Work to complete:
Everything from the line that contains "Exercise. Spot the white bed" through the final line of the records should be written out exactly, and nothing outside that span.

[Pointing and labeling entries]
--------------------------------

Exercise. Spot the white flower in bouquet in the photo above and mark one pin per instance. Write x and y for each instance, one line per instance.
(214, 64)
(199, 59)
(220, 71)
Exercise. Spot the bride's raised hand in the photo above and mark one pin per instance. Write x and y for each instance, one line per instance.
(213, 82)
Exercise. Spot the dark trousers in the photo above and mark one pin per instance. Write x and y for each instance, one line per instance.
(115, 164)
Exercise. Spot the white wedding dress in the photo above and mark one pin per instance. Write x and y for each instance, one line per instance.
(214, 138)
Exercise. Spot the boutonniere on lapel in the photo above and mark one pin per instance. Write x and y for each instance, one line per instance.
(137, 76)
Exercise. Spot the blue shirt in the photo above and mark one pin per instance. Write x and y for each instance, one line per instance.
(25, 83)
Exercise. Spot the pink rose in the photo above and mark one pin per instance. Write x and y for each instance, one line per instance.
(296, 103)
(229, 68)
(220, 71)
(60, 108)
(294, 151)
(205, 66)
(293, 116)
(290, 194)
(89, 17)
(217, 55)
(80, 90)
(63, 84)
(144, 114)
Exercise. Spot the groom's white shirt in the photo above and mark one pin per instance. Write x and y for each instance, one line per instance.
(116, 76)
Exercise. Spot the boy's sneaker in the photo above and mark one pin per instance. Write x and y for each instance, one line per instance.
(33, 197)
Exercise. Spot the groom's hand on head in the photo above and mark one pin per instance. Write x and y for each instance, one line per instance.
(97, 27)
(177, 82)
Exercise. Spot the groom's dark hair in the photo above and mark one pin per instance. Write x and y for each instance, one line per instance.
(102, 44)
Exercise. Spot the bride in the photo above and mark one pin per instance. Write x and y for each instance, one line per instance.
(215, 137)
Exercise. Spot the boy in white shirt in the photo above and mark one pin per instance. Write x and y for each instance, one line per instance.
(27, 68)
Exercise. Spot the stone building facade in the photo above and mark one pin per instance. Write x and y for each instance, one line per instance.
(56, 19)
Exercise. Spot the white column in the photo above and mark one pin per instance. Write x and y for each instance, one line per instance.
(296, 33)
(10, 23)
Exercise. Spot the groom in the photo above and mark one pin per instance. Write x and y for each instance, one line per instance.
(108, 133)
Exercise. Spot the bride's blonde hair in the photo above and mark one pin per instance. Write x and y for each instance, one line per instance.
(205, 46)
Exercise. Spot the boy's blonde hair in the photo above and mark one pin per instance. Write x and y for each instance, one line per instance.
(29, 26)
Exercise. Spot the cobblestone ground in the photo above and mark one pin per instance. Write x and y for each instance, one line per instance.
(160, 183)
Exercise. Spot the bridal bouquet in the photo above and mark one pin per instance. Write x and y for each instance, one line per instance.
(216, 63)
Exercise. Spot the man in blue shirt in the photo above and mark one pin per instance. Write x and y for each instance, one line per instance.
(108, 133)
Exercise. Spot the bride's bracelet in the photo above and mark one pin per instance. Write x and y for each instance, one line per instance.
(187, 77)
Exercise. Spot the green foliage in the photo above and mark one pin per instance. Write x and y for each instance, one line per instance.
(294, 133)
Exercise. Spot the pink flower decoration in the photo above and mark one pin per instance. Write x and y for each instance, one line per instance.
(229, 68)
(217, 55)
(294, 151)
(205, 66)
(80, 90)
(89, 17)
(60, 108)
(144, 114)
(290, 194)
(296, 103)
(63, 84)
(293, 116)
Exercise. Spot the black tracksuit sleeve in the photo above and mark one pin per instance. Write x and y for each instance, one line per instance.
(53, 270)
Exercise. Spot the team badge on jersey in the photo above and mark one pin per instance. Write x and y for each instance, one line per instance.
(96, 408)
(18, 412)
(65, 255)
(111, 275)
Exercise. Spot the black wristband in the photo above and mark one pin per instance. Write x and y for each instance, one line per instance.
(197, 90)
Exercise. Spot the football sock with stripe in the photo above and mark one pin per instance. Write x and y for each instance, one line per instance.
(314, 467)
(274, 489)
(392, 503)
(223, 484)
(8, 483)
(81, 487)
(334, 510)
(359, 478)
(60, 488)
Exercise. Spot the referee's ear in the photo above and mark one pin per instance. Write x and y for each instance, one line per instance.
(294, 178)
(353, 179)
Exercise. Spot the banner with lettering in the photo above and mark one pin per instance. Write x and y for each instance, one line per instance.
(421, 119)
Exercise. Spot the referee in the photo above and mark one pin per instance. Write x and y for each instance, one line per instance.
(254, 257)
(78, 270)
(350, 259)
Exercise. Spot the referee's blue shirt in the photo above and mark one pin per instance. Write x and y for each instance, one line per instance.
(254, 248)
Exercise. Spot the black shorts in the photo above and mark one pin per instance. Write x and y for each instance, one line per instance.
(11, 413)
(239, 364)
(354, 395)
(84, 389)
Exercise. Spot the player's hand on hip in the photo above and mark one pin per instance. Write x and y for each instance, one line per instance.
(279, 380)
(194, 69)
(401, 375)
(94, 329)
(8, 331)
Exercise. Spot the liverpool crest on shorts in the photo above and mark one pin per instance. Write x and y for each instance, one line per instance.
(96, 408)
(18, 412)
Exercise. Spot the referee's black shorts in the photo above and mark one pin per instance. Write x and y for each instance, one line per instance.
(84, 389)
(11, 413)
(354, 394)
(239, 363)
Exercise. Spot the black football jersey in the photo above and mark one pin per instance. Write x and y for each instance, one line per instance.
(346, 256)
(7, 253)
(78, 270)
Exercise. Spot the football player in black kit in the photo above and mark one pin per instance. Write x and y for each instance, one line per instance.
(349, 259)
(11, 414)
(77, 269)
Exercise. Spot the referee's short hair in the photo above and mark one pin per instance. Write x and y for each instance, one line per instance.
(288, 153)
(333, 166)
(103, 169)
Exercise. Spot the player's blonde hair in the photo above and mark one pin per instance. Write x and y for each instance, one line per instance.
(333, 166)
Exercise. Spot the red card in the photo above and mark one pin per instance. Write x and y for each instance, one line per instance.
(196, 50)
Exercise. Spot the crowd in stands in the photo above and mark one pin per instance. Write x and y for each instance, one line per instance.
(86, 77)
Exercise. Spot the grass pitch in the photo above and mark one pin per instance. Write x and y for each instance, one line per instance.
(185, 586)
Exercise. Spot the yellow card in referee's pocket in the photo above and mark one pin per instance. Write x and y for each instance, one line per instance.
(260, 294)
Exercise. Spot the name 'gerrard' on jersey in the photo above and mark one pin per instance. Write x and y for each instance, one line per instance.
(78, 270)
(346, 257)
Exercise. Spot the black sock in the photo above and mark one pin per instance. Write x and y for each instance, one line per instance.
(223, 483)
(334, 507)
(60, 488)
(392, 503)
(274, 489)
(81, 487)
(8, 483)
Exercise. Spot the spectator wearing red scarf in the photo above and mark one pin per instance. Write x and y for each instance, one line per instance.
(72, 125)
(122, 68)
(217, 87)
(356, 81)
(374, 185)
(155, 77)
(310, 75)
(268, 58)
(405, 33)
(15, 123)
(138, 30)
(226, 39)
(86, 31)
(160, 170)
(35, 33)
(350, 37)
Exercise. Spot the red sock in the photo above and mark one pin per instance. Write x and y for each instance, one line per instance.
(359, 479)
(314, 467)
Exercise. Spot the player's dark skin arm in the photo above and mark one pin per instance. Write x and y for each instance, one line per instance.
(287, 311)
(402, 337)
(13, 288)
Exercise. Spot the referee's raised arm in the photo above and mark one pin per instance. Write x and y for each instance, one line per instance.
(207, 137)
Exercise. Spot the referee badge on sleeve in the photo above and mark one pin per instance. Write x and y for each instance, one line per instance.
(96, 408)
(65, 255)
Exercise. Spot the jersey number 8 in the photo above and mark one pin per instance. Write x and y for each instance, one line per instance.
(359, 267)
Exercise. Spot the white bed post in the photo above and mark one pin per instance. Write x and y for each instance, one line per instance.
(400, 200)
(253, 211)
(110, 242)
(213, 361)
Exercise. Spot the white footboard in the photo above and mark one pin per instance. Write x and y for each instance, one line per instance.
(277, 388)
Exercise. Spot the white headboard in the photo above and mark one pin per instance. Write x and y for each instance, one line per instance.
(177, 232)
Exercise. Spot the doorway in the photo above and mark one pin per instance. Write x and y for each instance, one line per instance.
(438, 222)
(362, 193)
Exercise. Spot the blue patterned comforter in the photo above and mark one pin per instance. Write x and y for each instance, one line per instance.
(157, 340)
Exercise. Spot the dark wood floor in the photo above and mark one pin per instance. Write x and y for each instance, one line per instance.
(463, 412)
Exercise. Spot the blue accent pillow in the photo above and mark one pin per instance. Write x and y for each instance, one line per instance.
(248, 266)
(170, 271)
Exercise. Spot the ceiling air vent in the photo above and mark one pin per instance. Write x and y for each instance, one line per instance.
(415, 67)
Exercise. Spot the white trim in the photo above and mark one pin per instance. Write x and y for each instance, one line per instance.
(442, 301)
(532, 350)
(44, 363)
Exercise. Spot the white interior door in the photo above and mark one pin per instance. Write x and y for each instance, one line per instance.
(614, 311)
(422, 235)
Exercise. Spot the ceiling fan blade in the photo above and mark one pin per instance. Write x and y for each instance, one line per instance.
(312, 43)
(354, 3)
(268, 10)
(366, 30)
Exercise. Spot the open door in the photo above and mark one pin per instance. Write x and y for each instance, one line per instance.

--------------------------------

Finished answer:
Exercise. Spot the white bed post in the photo above and mark one pin per instance. Write x and y for each instance, one line per instance.
(400, 200)
(253, 211)
(110, 242)
(213, 361)
Exercise. Spot the white footboard in the photo above and mark one pin per instance. Write x and y for each instance, one line per instance.
(277, 388)
Exercise. Spot the white headboard in the photo above and mark one pin per instance. Write x and y for each instance, one line per instance.
(177, 232)
Exercise. Spot the doorway in the photo above and mark one pin per instance. Write x and y for each instance, one line per instance.
(438, 222)
(362, 193)
Exercise. Spot the blue patterned comforter in the photo above and mark one pin per instance. Write x and y for each instance, one line per instance.
(157, 340)
Exercise. Spot the dark wood floor in the photo above and mark one pin per instance. Write x and y for each instance, one line per instance.
(463, 412)
Exercise. Spot the blue accent pillow in the photo above and mark one pin per instance. Write x and y for each instance, one line per instance.
(248, 266)
(170, 271)
Exercise. Spot the ceiling air vent in the photo above and mark one pin per instance. Write x and y for each instance, one line per instance.
(415, 67)
Exercise. Spot the white trim in the photo above and mark one pin per instance. Write x and y for each instance, one line per instance.
(442, 301)
(532, 350)
(44, 363)
Exercise. Spot the white interior door in the photo above and mark one pin per instance. Write x and y for each instance, one line per instance.
(614, 311)
(422, 235)
Exercise. Spot the ceiling fan blade in the photo above and mark one pin per instance. Write x and y for each instance, one line per instance.
(312, 43)
(354, 3)
(268, 10)
(366, 30)
Exercise. Spot the open door in the photo above and mark one pin per instance. Write x and y for each instance, one line per instance.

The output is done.